**WHAT IS ASKED**
Copy everything from the start of the items down to the line containing "[[[246,181],[256,181],[256,75],[234,81],[234,156]]]", including both ends. Leave the pictures out of your copy.

**DATA EXCERPTS**
....................
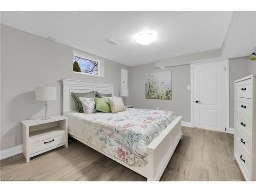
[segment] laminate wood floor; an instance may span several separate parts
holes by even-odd
[[[244,181],[233,159],[233,136],[182,127],[183,136],[161,181]],[[1,180],[146,181],[78,141],[31,159],[22,154],[1,161]]]

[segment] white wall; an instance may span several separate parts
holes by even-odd
[[[1,49],[1,136],[15,135],[16,145],[22,143],[20,121],[44,115],[44,102],[35,101],[36,87],[57,88],[57,99],[49,101],[49,115],[61,114],[61,79],[114,83],[118,95],[121,69],[130,70],[105,59],[104,77],[74,73],[73,48],[4,25]]]
[[[237,79],[256,74],[256,61],[251,61],[248,57],[229,59],[229,127],[234,127],[234,81]]]

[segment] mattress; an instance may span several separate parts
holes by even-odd
[[[65,114],[68,131],[131,166],[147,163],[146,146],[177,117],[173,112],[127,108],[115,114]]]

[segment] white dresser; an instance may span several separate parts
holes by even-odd
[[[246,181],[256,181],[256,75],[234,81],[234,156]]]

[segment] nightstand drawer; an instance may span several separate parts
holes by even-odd
[[[65,143],[65,131],[59,129],[46,129],[32,133],[29,139],[30,155]]]

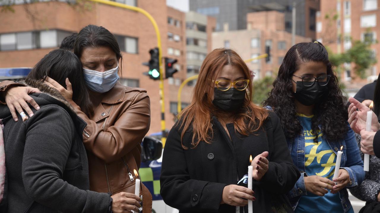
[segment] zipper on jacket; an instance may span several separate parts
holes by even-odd
[[[112,105],[111,106],[111,108],[109,109],[109,111],[108,112],[108,114],[109,114],[109,113],[111,112],[111,110],[112,110],[112,108],[113,107],[114,105]],[[104,120],[104,123],[103,123],[103,130],[104,130],[104,128],[106,126],[106,121],[107,121],[107,119],[108,117],[106,117],[106,119]],[[109,186],[109,180],[108,179],[108,172],[107,171],[107,164],[105,163],[104,164],[104,168],[106,169],[106,179],[107,180],[107,187],[108,188],[108,193],[112,194],[111,192],[111,188]]]
[[[108,181],[108,172],[107,171],[107,165],[104,164],[104,168],[106,169],[106,179],[107,180],[107,187],[108,188],[108,193],[112,194],[111,193],[111,188],[109,186],[109,182]]]
[[[123,162],[124,163],[124,164],[127,167],[127,170],[128,170],[128,175],[129,175],[129,179],[131,179],[131,181],[133,180],[133,176],[132,175],[132,173],[131,172],[131,171],[129,170],[129,167],[128,166],[128,164],[125,163],[125,161],[124,160],[124,158],[121,158],[122,160],[123,160]]]
[[[109,111],[108,111],[108,114],[109,114],[109,113],[111,112],[111,110],[112,110],[112,108],[114,107],[114,105],[112,105],[111,106],[111,108],[109,109]],[[104,120],[104,123],[103,123],[103,130],[104,130],[104,128],[106,127],[106,122],[107,121],[107,119],[108,117],[106,117],[106,119]]]
[[[83,130],[83,134],[84,135],[84,136],[87,137],[87,138],[90,137],[90,134],[89,134],[88,133],[87,133],[87,132],[86,132],[86,130]]]

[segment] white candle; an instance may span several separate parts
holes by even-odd
[[[371,125],[372,124],[372,111],[369,110],[367,112],[367,121],[366,121],[366,130],[371,131]],[[368,172],[369,171],[369,155],[364,154],[364,171]]]
[[[342,150],[342,148],[340,147],[340,150]],[[340,167],[340,159],[342,158],[342,154],[343,153],[343,152],[341,151],[338,151],[338,155],[336,157],[336,163],[335,163],[335,171],[334,172],[334,177],[332,177],[333,180],[338,178],[338,175],[339,175],[339,168]],[[336,184],[336,182],[335,182],[335,184]]]
[[[252,155],[249,158],[250,163],[252,163]],[[248,166],[248,188],[252,189],[252,174],[253,172],[253,167],[250,165]],[[248,213],[253,212],[253,207],[252,200],[248,200]]]
[[[135,175],[136,175],[136,182],[135,185],[135,194],[136,194],[136,195],[138,197],[139,197],[140,183],[141,181],[140,180],[140,179],[138,178],[139,177],[139,175],[137,173],[137,171],[136,171],[136,169],[133,169],[133,172],[135,173]],[[135,212],[136,212],[135,211]]]

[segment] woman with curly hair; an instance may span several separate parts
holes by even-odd
[[[295,212],[353,213],[346,189],[363,181],[363,162],[347,122],[346,99],[323,45],[292,47],[273,86],[264,104],[280,118],[301,173],[288,193]],[[340,150],[340,164],[336,165]],[[333,178],[336,166],[339,173]]]
[[[277,117],[252,103],[250,78],[231,50],[214,50],[203,61],[163,155],[161,195],[180,213],[247,212],[247,200],[255,212],[293,212],[286,193],[299,172]]]

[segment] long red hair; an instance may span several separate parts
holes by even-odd
[[[191,144],[195,148],[201,141],[211,143],[213,135],[212,128],[212,114],[218,117],[221,112],[212,103],[214,83],[219,72],[227,65],[234,66],[241,70],[245,79],[250,79],[250,74],[247,64],[235,51],[224,48],[215,49],[210,53],[203,61],[199,76],[193,92],[191,103],[179,115],[181,122],[181,141],[182,147],[185,132],[192,127],[193,133]],[[268,116],[266,110],[254,104],[252,101],[253,92],[252,83],[247,89],[245,99],[243,107],[234,118],[235,131],[247,136],[257,131],[263,125]]]

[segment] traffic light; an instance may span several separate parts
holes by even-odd
[[[268,55],[265,58],[265,62],[268,63],[271,61],[271,47],[269,46],[265,46],[265,53]]]
[[[173,77],[173,74],[178,71],[174,67],[174,64],[177,63],[177,59],[165,58],[165,78],[168,78]]]
[[[148,62],[144,62],[142,64],[149,67],[149,71],[144,73],[154,80],[160,80],[160,59],[158,49],[155,47],[149,51],[150,60]]]

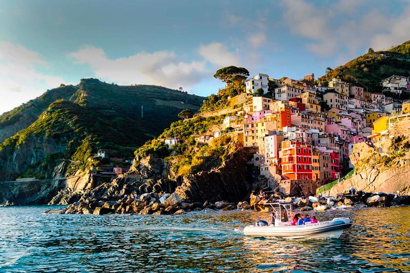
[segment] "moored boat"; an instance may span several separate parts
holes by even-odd
[[[315,223],[308,222],[303,225],[292,225],[289,219],[292,218],[293,202],[265,204],[273,208],[274,222],[270,224],[265,221],[258,220],[254,225],[245,227],[243,233],[245,235],[299,239],[338,238],[343,230],[350,227],[352,224],[350,219],[346,217]]]

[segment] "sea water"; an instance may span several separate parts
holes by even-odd
[[[0,207],[0,272],[410,272],[410,207],[311,213],[350,217],[340,238],[244,236],[266,213],[49,215]]]

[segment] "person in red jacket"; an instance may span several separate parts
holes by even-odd
[[[292,219],[292,225],[296,225],[298,223],[298,220],[299,220],[299,216],[300,215],[300,214],[297,213],[295,215],[295,216],[293,217],[293,219]]]

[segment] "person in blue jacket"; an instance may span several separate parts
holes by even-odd
[[[304,219],[303,220],[303,222],[306,223],[307,222],[310,222],[310,221],[311,221],[311,217],[310,216],[309,216],[309,214],[306,214],[306,216],[304,217]]]
[[[298,223],[296,224],[298,225],[303,225],[303,217],[301,215],[299,216],[299,220],[298,220]]]

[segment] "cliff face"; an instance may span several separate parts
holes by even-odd
[[[238,153],[216,169],[180,178],[182,183],[175,192],[194,201],[241,201],[251,185],[252,178],[246,168],[248,156]]]
[[[59,180],[0,182],[0,205],[47,204],[65,186]]]
[[[398,160],[395,165],[386,167],[383,164],[371,165],[364,167],[351,178],[338,183],[330,191],[330,195],[336,196],[354,187],[356,191],[365,192],[410,194],[410,153]]]
[[[382,147],[382,153],[365,142],[354,145],[350,159],[355,165],[353,176],[335,185],[327,194],[336,196],[338,193],[352,186],[356,191],[365,192],[382,192],[400,195],[410,194],[410,121],[396,123],[388,137],[374,142]]]

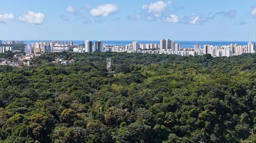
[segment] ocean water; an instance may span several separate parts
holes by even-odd
[[[66,41],[56,40],[52,41]],[[74,42],[74,44],[84,44],[84,40],[73,40]],[[92,40],[93,41],[98,40]],[[25,44],[31,44],[32,43],[38,41],[41,42],[47,42],[48,40],[24,40],[24,43]],[[132,43],[134,40],[102,40],[103,45],[122,45],[125,46]],[[153,41],[137,41],[138,43],[158,43],[160,44],[160,40],[153,40]],[[2,43],[7,42],[7,41],[2,41]],[[180,44],[181,48],[194,48],[194,45],[198,43],[201,45],[202,47],[204,45],[206,44],[212,44],[213,46],[221,46],[223,45],[228,45],[231,44],[237,44],[239,45],[247,45],[248,41],[175,41],[176,42]],[[253,44],[256,44],[256,42],[252,42]]]

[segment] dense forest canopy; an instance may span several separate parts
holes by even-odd
[[[0,66],[0,143],[256,143],[255,54],[57,56]]]

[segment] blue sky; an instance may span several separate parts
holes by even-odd
[[[254,0],[1,0],[0,39],[256,41]]]

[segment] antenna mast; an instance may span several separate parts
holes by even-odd
[[[107,70],[108,70],[108,73],[112,73],[111,67],[111,57],[107,57]]]

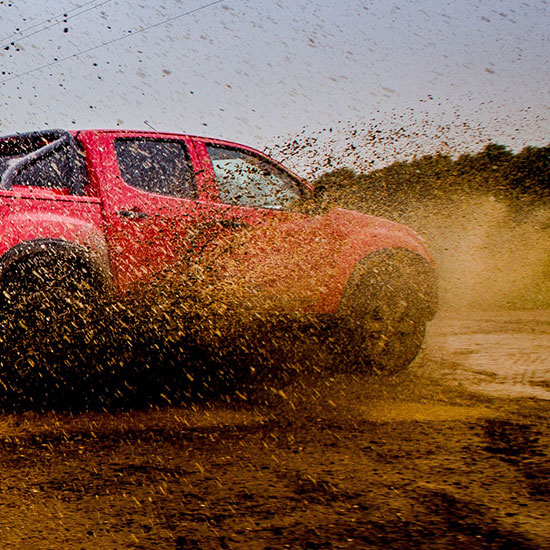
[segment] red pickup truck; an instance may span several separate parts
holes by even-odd
[[[218,263],[244,294],[331,327],[360,350],[360,365],[407,366],[436,307],[424,243],[357,212],[307,214],[297,205],[310,192],[269,157],[218,139],[118,130],[0,138],[1,306],[32,308],[56,291],[70,299],[83,282],[123,293],[235,237],[240,245]]]

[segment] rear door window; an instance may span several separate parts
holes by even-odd
[[[124,181],[148,193],[196,199],[193,168],[181,141],[119,139],[114,143]]]

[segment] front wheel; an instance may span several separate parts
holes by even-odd
[[[394,373],[418,355],[434,314],[435,276],[407,250],[373,253],[355,268],[340,306],[340,351],[360,370]]]

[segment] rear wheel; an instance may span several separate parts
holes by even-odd
[[[367,256],[342,297],[344,358],[376,372],[405,369],[422,346],[435,292],[433,269],[417,254],[385,250]]]

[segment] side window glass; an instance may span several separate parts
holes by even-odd
[[[4,170],[10,167],[10,185],[68,189],[82,195],[87,183],[85,161],[72,141],[58,140],[28,155],[14,155],[4,160]]]
[[[213,144],[206,148],[222,202],[284,210],[300,198],[294,178],[267,160],[239,149]]]
[[[196,198],[193,169],[183,143],[119,139],[114,145],[120,173],[128,185],[149,193]]]

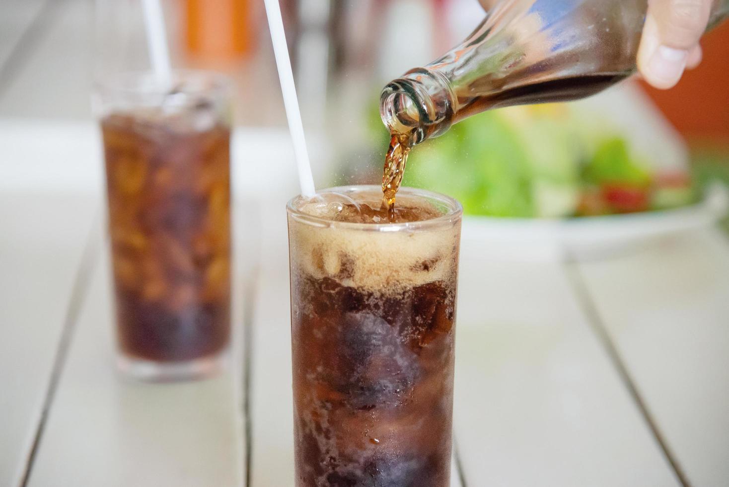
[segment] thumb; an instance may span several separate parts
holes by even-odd
[[[675,86],[706,28],[711,0],[650,0],[638,69],[657,88]]]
....................
**EXPECTED ANSWER**
[segment] laminate wood floor; an instance may span several separate parts
holes by even-odd
[[[244,181],[233,159],[233,136],[182,127],[183,136],[161,181]],[[1,180],[146,181],[78,141],[31,159],[22,154],[1,161]]]

[segment] white wall; an instance may span several separate parts
holes by even-odd
[[[1,49],[1,136],[15,135],[16,145],[22,143],[20,121],[44,115],[44,102],[35,101],[36,87],[57,88],[57,99],[49,101],[49,115],[61,114],[61,79],[114,83],[118,95],[121,69],[130,70],[105,59],[104,77],[74,73],[73,48],[4,25]]]
[[[237,79],[256,74],[256,61],[251,61],[248,57],[229,59],[229,127],[234,127],[234,81]]]

[segment] mattress; an instance may span several separate parts
holes by even-odd
[[[65,114],[68,131],[131,166],[147,163],[146,146],[177,117],[173,112],[127,108],[115,114]]]

[segment] white dresser; an instance may span several separate parts
holes by even-odd
[[[246,181],[256,181],[256,75],[234,81],[234,156]]]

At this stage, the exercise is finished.